◆ **Document source**:
______________________________
Dans la multitude d’étapes à suivre lorsque l’on est victime de sextorsion, les experts reviennent souvent sur la nécessité de se rapprocher des autorités. Souvent, les victimes sont réticentes à cette idée, comme elles sont réticentes à l’idée de chercher de l’aide chez leurs proches, par honte. Mais René Morin explique l’importance de faire rentrer la police dans la boucle : « Certains cas doivent être rapportés. Il est très rare que les sextorqueurs ne s’en prennent qu’à une seule personne et ils font parfois partie de grandes organisations. Si les autorités ne sont pas informées de leurs activités, on laisse alors le champ libre à ces criminels de faire ce qu’ils veulent. »

De son côté, Akim Laniel-Lanani partage la même opinion : « Dans des dossiers comme ça, surtout ceux qui comprennent des mineurs, il faut impliquer la police. Ils agissent rapidement et ils ont toutes les ressources possibles et le pouvoir légal pour intervenir et mettre fin à la diffusion des images et l’extorsion. »
______________________________
◆ **Données fournies**:
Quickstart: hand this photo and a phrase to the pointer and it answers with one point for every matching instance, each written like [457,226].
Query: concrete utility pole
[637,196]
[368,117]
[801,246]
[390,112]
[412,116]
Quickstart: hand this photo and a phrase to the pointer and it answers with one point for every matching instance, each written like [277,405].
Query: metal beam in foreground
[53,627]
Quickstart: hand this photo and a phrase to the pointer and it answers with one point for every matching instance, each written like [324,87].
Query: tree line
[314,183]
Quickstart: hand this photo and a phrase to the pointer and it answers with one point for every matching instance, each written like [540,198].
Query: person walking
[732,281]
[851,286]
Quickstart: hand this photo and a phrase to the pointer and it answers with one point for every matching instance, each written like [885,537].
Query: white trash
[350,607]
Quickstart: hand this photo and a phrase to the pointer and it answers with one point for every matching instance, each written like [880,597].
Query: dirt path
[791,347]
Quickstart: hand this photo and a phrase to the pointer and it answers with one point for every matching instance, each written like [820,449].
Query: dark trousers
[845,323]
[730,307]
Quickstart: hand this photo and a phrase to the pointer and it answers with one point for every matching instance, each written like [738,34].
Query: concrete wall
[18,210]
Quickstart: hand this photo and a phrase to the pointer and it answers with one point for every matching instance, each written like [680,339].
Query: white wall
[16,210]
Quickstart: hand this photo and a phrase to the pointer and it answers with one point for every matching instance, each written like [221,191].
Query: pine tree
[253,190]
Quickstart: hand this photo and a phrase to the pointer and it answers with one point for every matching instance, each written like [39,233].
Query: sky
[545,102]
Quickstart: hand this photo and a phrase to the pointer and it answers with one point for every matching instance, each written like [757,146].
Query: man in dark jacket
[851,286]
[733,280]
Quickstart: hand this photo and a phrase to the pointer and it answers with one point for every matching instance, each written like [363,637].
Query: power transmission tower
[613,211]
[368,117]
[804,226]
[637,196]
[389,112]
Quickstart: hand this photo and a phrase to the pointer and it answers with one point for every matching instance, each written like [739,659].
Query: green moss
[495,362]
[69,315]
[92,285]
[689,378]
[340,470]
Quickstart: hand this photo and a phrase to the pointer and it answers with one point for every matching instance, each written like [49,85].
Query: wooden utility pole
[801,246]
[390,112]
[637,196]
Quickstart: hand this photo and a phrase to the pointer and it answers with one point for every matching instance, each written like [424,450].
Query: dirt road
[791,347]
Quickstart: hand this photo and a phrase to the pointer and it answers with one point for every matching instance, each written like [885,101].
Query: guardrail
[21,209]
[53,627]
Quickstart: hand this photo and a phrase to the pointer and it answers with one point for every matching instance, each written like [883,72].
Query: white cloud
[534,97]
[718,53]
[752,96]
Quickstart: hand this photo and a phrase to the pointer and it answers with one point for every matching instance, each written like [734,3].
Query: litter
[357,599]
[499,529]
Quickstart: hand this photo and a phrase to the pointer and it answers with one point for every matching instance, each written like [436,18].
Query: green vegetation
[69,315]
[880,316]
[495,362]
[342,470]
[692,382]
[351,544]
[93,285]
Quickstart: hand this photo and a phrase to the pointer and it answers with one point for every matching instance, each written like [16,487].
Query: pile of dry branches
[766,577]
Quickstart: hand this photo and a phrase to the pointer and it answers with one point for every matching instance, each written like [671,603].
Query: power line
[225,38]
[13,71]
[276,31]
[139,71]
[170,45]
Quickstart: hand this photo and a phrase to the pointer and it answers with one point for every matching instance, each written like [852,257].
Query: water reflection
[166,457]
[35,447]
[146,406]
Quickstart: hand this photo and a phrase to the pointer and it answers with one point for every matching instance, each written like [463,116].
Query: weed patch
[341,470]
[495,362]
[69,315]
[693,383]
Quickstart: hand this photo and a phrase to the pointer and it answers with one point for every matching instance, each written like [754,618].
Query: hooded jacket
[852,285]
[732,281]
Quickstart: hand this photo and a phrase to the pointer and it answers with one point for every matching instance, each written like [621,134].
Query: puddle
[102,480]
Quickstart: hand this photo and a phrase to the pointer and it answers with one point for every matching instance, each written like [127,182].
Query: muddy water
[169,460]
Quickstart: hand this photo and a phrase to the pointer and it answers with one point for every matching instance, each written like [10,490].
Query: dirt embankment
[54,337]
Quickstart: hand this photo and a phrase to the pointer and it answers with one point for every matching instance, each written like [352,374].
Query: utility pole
______________________________
◆ **Travail demandé**:
1: Présentez sous forme de liste le paragraphe du texte sur la sextorsion qui commence par « Dans la multitude d’étapes », en conservant ses faits essentiels.
2: D’après le texte sur la sextorsion, pourquoi faut-il, selon Akim Laniel-Lanani, impliquer la police ? Répondez en une à trois phrases.
3: Rédigez la suite du texte sur la sextorsion, en reprenant après son dernier paragraphe.
Les lignes fournies n’ont aucun rapport avec le texte sur la sextorsion.

◆ **Réponses par tâche**:
1:
- Les experts insistent souvent sur la nécessité, pour les victimes de sextorsion, de contacter les autorités.
- Par honte, les victimes hésitent souvent à le faire, comme elles hésitent à demander de l’aide à leurs proches.
- Selon René Morin, certains cas doivent être signalés.
- Les sextorqueurs s’en prennent rarement à une seule personne et font parfois partie de grandes organisations.
- Si les autorités ne sont pas informées, ces criminels ont le champ libre.

2: La police agit rapidement. Elle dispose de toutes les ressources possibles et du pouvoir légal pour intervenir, ce qui lui permet de mettre fin à la diffusion des images et à l’extorsion.

3:
D’un cas particulier, il ne faut pas faire de généralité, mais l’expérience de Serge et d’Antonin avec la police ne s’est pas déroulée comme ils l’espéraient. Sur les conseils de son contact à Cyberaide, Serge va finalement contacter la police : « Nous nous sommes signalés, mais je n’ai pas apprécié du tout l’échange que nous avons eu. Ils ont été très moralisateurs, très culpabilisants avec nous. » Après avoir posé des questions à Serge, les officiers de police auraient alors demandé à parler à Antonin. « C’est alors que je l’ai entendu dire : Oui, je sais pardon, j’ai été bête, je n’aurais jamais dû. » Serge décide alors de couper court à l’appel téléphonique afin de préserver Antonin qui « était déjà assez en panique. Ce n’est pas ça que nous avions besoin d’entendre. Je voulais qu’on le félicite d’avoir dénoncé, qu’on lui rappelle qu’il est une victime. »
Ce caractère moralisateur, les policiers l’ont également adopté pendant leur échange avec Serge. En lui demandant notamment comment était sa relation avec Antonin, s’il lui parlait assez, etc. « Nous n’avions pas besoin de nous faire juger. »

Interrogée à propos de l’incident, mais sans pouvoir leur dévoiler les véritables noms de Serge et Antonin, la Police de Winnipeg n’a pas été en mesure de commenter la situation. La Liberté a également tenté de savoir si la police winnipégoise était formée à traiter les affaires liées à la cybercriminalité et quelle était la procédure à suivre pour les victimes de cybercrime. Nous avons été redirigés vers un communiqué de presse. Celui-ci met en avant les consignes suivantes : faire des captures d’écran des conversations avec l’extorqueur, puis bloquer ou désactiver le compte. Ne pas supprimer votre propre compte, il servira à l’enquête. Ne pas payer l’extorqueur. Il liste ensuite plusieurs ressources d’aide, telles que cyberaide.ca ou encore aidezmoiSVP.ca.

Finalement, nous leur avons posé la question de savoir si les policiers étaient formés et sensibilisés au traitement et aux interactions avec les victimes. Aucune réponse ne nous avait été donnée à l’heure de passer sous presse.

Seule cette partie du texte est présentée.